— REQUIRED WORK —
1) In the NetCDF post, how big is the single file that the code never finishes running on?
2) Extend the NetCDF post past its final sentence.

— SOURCE —
• • •
0

I have large NetCDF files (~23GB) which I extract point data from and load in as numpy arrays via xarray. In a loop, this process works perfectly - however when I try do it with a smaller single file (3.8GB), the code never finishes running.

I hesitate to ask this Q on stack because it's data-specific, so example code doesn't really help. However, the file in xarray has a structure 'Time, stid' - stid means station ID, this dimension just names the lat/lon pairs (see coordinates below) which are extracted from the global dataset.

<xarray.Dataset>
Dimensions:       (TIME: 12745, stid: 22)
Coordinates:
  * TIME          (TIME) object 1982-01-01 00:00:00 ... 2016-12-01 00:00:00
    LON           (stid) float64 5.75 5.75 -89.25 -90.25 ... 9.75 -106.2 129.2
    LAT           (stid) float64 52.25 50.25 46.25 45.75 ... 46.75 53.75 62.25
  * stid          (stid) object 'NL-Loo' 'BE-Vie' 'US-Syv' ... 'CA-Oas' 'RU-Skp'
Data variables:
    FAPAR_FILLED  (TIME, stid) float64 ...
Attributes:
    CDI:          Climate Data Interface version 1.9.10 (https://mpimet.mpg.d...
    Conventions:  CF-1.0

Code I've tried:

I've tried a loop which extracts coordinates one station (stid) at a time, and I've also tried the code below which works perfectly fine for 1 or 2 stations, but doesn't finish running with 22. Why would this run for much larger datasets and not this? How could this be a memory problem when it is (single gridcell extraction * 22) from a 0.5° resolution global dataset?
• • •
(Dataset items)
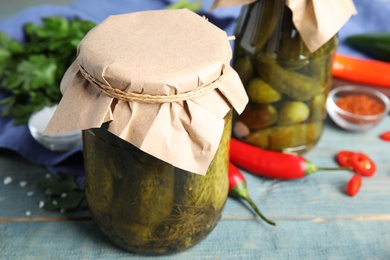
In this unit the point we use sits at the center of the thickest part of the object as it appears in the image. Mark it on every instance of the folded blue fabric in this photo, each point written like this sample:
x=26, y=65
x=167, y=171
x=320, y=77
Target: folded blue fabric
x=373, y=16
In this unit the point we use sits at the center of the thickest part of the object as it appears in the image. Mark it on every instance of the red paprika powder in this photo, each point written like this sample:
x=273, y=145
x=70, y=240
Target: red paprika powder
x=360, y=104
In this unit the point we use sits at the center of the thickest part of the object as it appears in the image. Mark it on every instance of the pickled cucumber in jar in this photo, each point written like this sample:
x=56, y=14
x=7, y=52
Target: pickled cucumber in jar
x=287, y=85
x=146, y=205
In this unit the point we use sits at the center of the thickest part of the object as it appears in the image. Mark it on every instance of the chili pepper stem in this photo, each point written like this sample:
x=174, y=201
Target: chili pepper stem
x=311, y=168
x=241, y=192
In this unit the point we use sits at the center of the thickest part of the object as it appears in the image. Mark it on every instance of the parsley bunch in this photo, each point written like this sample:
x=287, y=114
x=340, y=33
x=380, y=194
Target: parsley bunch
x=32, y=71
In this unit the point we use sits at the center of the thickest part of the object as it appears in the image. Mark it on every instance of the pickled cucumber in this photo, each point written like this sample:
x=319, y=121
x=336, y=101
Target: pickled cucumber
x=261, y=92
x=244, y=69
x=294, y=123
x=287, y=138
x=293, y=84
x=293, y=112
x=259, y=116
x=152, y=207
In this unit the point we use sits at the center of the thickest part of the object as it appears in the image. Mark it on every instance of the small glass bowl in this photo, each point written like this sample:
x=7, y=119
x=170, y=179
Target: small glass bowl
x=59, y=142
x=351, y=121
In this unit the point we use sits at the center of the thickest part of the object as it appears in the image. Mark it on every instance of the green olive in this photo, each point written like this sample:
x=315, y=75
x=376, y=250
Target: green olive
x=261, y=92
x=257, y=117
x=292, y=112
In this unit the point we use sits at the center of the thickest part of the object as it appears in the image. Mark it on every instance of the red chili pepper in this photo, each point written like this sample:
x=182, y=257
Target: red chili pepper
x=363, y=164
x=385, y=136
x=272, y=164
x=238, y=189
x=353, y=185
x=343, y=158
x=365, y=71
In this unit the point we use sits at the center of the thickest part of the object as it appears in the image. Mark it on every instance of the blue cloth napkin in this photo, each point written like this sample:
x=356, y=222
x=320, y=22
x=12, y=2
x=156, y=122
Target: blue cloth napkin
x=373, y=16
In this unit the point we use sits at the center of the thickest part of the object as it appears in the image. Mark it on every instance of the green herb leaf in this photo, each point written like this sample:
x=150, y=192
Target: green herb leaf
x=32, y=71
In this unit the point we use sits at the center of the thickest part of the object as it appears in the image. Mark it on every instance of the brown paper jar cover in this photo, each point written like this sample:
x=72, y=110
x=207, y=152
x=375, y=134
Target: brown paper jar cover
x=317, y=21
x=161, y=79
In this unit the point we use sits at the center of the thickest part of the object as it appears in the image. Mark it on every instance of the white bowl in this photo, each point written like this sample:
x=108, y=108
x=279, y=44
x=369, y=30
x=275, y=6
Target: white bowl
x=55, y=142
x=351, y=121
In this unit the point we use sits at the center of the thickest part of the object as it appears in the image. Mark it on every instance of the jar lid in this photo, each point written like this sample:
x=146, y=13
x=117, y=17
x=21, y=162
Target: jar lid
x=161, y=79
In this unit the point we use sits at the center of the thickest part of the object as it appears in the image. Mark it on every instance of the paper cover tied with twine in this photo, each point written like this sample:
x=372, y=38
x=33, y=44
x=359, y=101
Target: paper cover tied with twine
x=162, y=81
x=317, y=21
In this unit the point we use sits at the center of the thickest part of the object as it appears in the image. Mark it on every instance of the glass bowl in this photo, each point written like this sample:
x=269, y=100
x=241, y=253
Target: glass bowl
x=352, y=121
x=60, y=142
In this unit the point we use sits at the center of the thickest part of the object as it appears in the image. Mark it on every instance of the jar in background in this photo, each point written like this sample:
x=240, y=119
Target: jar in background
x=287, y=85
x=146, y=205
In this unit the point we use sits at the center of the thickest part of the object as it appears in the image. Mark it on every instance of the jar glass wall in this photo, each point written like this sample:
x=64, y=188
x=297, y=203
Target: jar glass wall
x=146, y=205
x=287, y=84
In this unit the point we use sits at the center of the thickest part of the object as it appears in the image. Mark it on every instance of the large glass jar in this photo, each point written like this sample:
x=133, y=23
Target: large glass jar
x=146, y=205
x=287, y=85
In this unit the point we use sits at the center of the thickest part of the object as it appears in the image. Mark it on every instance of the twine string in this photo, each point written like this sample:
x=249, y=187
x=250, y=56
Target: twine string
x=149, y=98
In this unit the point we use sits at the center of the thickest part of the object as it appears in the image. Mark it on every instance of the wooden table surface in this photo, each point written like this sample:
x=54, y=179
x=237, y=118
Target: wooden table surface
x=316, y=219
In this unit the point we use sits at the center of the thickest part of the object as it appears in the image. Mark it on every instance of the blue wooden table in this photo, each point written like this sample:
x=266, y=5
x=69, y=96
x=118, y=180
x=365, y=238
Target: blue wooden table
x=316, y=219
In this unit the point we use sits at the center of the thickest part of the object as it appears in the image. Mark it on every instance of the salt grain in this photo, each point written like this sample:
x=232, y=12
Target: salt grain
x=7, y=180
• • •
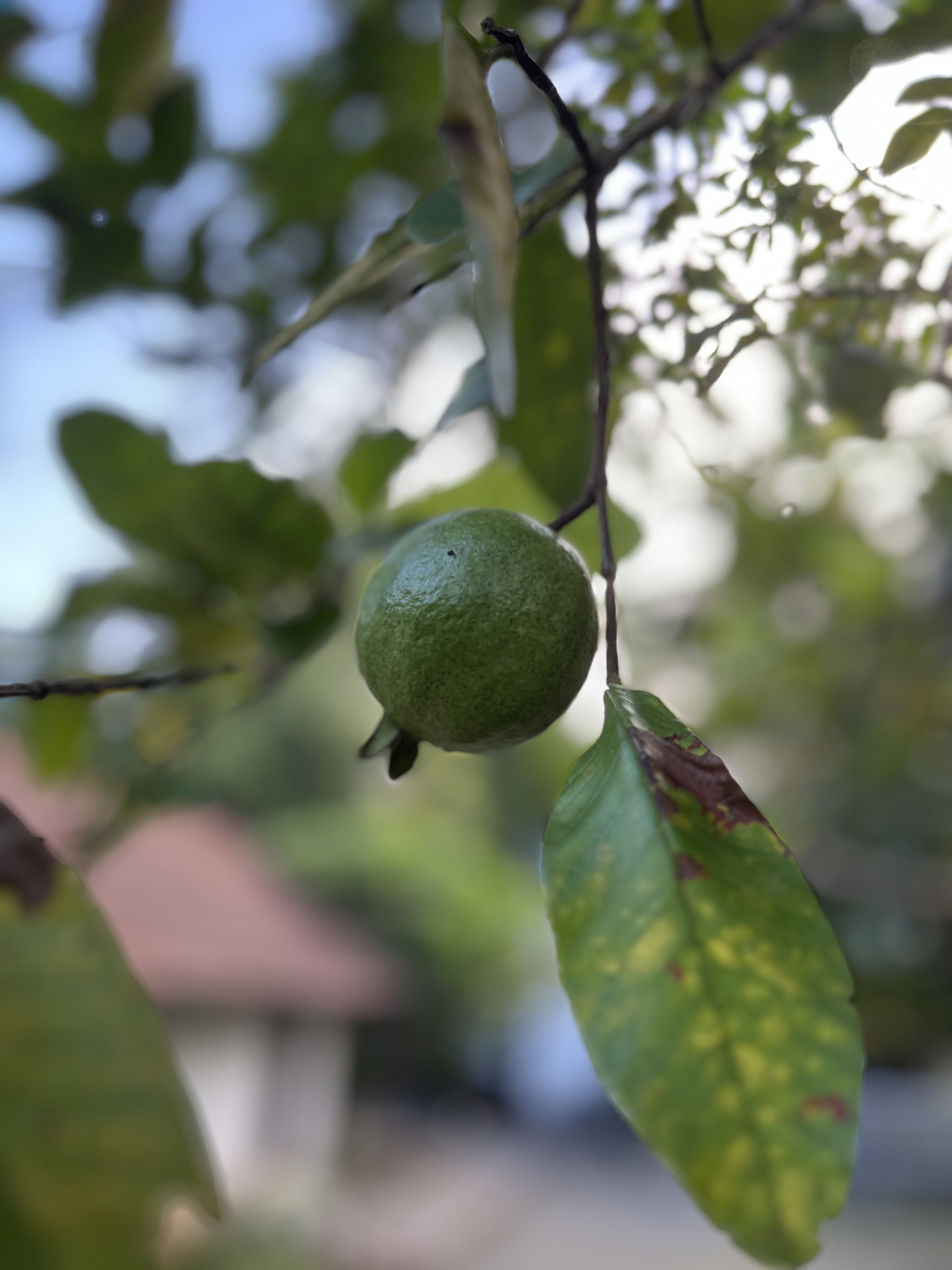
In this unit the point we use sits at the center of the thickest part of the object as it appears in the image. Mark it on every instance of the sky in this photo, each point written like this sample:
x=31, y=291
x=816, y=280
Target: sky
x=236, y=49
• • •
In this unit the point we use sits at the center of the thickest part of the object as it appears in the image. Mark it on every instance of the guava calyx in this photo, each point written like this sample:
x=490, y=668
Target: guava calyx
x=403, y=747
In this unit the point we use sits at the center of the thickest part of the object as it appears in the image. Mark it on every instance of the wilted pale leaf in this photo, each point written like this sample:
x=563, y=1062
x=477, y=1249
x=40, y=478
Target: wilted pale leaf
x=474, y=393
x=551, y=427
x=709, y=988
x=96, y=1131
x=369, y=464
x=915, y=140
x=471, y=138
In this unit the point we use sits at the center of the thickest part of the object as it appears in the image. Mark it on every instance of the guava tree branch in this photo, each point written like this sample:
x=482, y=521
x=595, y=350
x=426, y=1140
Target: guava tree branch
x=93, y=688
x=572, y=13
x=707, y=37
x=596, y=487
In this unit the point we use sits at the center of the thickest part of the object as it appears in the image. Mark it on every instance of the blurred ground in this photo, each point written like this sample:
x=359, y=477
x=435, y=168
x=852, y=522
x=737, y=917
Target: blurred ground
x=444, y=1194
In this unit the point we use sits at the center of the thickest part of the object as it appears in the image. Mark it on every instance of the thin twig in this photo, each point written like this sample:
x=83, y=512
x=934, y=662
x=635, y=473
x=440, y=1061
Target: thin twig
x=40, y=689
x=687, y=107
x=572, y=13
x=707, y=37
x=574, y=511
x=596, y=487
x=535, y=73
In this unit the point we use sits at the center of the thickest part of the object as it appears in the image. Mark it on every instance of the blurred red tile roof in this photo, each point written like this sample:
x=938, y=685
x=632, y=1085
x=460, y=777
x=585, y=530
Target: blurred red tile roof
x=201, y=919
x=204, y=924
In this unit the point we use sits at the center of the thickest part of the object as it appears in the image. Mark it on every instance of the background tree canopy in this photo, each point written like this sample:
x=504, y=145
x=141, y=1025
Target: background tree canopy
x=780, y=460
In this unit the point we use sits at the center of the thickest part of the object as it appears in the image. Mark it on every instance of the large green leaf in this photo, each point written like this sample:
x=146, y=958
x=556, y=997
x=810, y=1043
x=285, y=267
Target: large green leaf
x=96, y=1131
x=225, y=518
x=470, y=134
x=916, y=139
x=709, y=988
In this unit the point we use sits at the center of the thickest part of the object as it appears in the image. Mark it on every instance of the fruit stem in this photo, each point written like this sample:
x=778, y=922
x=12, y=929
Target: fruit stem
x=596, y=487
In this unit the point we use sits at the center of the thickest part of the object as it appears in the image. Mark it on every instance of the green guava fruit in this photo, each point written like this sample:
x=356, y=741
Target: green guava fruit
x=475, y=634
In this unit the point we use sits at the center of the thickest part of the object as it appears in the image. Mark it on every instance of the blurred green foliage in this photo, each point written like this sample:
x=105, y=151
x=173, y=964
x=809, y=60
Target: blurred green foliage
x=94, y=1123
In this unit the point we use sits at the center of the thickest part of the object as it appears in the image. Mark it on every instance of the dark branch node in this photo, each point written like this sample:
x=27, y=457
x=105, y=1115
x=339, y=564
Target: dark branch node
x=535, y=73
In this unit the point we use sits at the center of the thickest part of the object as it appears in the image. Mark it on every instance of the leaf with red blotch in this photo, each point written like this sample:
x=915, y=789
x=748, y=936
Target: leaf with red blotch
• • •
— REPLIES —
1) The single file is 3.8GB.

2)
data_load = os.path.join(address, 'fAPAR3g_v2_1982_2016_DAILY_del29feb_TEST.nc')
fapar_day = xr.open_dataset(data_load)
fapar_day = fapar_day.sel(LAT=crd_ix.lat, LON=crd_ix.lon, method="nearest")
fapar_day = xr.DataArray.to_masked_array(fapar_day.FAPAR_FILLED)

crd_ix is a dictionary of the lat/lon pairs you can see in the lat, lon & stid coordinates. The only thing different between the working (not shown) & non-working (above) data is the working seems to load into xarray as float32.

Ndharwood
  • 123
  • 3
  • 11

1 Answers1

0

I don't know if this will answer your question without a full example, but I did something similar recently and I formatted the sel line a little differently:

subset=xrdat.sel({'lat':xr.DataArray(ds['lat'],dims='z'),
                  'lon':xr.DataArray(ds['lon'],dims='z')},method='nearest')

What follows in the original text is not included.